>> Begin DATASET EXTRACT

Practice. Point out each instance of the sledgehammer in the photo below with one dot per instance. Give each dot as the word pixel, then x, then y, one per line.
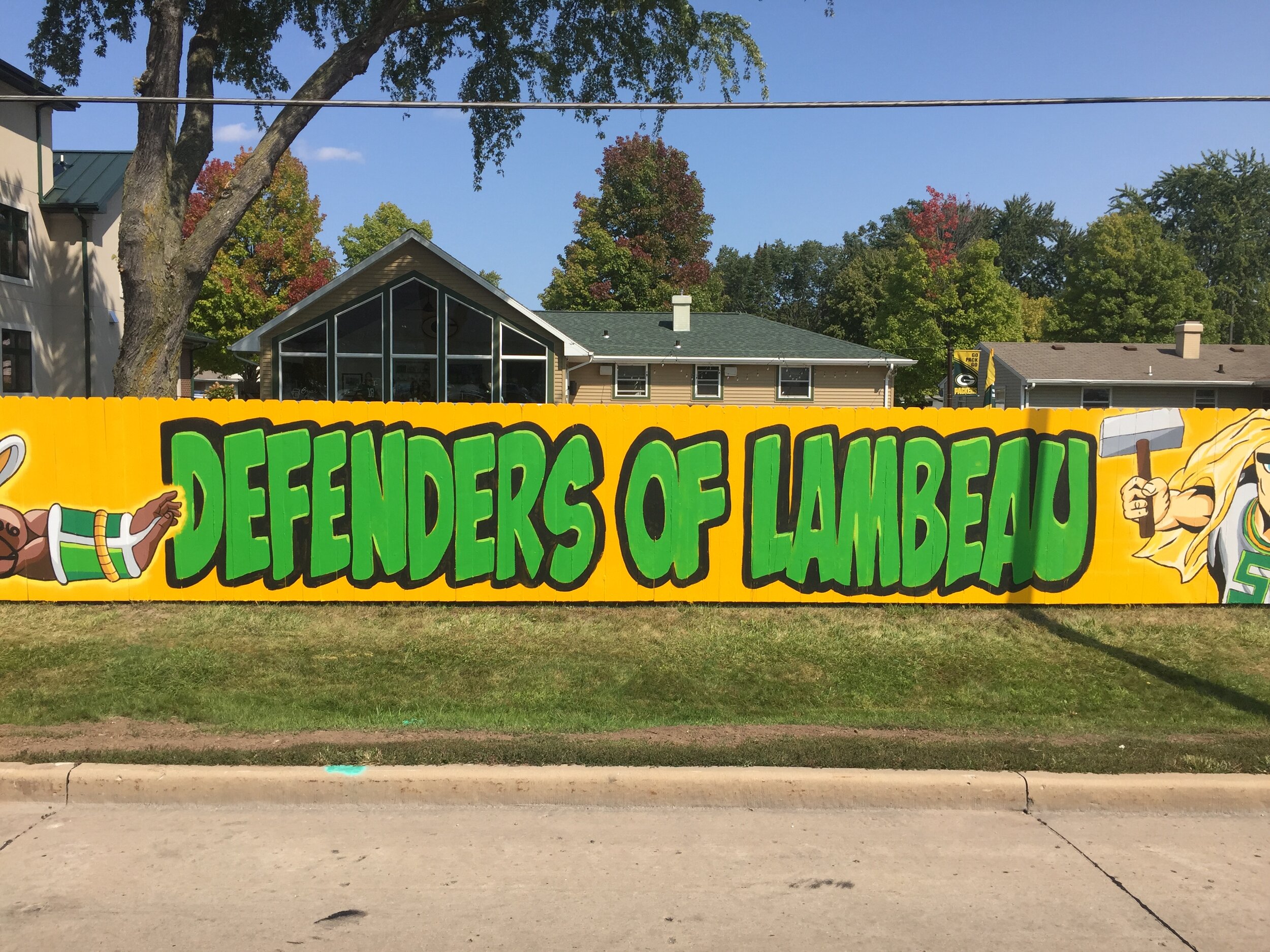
pixel 1141 433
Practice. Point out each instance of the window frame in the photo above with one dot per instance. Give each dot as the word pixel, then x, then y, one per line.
pixel 14 278
pixel 1096 405
pixel 281 353
pixel 648 382
pixel 31 361
pixel 811 381
pixel 503 357
pixel 392 353
pixel 696 382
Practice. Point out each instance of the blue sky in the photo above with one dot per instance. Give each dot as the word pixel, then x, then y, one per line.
pixel 790 176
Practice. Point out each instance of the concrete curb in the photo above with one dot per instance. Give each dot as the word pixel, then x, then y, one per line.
pixel 471 785
pixel 1159 793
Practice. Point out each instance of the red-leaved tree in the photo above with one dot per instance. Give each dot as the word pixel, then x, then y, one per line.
pixel 270 262
pixel 935 226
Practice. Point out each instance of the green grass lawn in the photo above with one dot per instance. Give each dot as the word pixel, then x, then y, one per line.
pixel 1028 672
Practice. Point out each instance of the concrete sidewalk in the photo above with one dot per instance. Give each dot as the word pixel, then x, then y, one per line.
pixel 520 877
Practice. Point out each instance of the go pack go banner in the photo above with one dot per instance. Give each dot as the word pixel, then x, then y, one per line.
pixel 260 501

>> End DATASET EXTRACT

Please quote all of the data above word for word, leaving out the pictures.

WRITTEN RESPONSE:
Practice. Point out each instance of the sledgehammer in the photo below with one dot per instance. Give each dot as the word pixel, then x, then y, one per line.
pixel 1141 433
Practice. Point out each instance of the window frame in the photo above with one dot per instance. Give each dot as the word pixel, then x, then y, one per line.
pixel 14 278
pixel 1096 405
pixel 281 353
pixel 648 382
pixel 31 361
pixel 811 381
pixel 503 357
pixel 392 353
pixel 696 382
Practice. Point out each instance of the blue sky in the photo above with one dot per instance. Give each dot as the word pixel, then x, then y, one per line.
pixel 790 176
Practice. Point out each instance of the concrete curb in the photo above with one dot per instance. Give each dot as the word pixel, then x, then y, one per line.
pixel 471 785
pixel 1159 793
Practice. Point out each instance of the red-leaved tree in the photo above with one dot per instance. Give each dot as the word pixel, then x, then y, one per line.
pixel 270 262
pixel 935 226
Practice. Point out each instance of the green grass lawn in the photo above with one dot per instance. Give each dot as the word pixel, then x, then y, one per line.
pixel 1028 672
Practice. Point out each instance of the concrete sidewalk in the photo above with one dot per instance. Give each dot as the word pixel, then x, then y, one per line.
pixel 520 877
Practice. Point out each instance of the go pack go banner in the photo above with one dot per instance. Give each dot as the word pixel, then x, then y, one per line.
pixel 260 501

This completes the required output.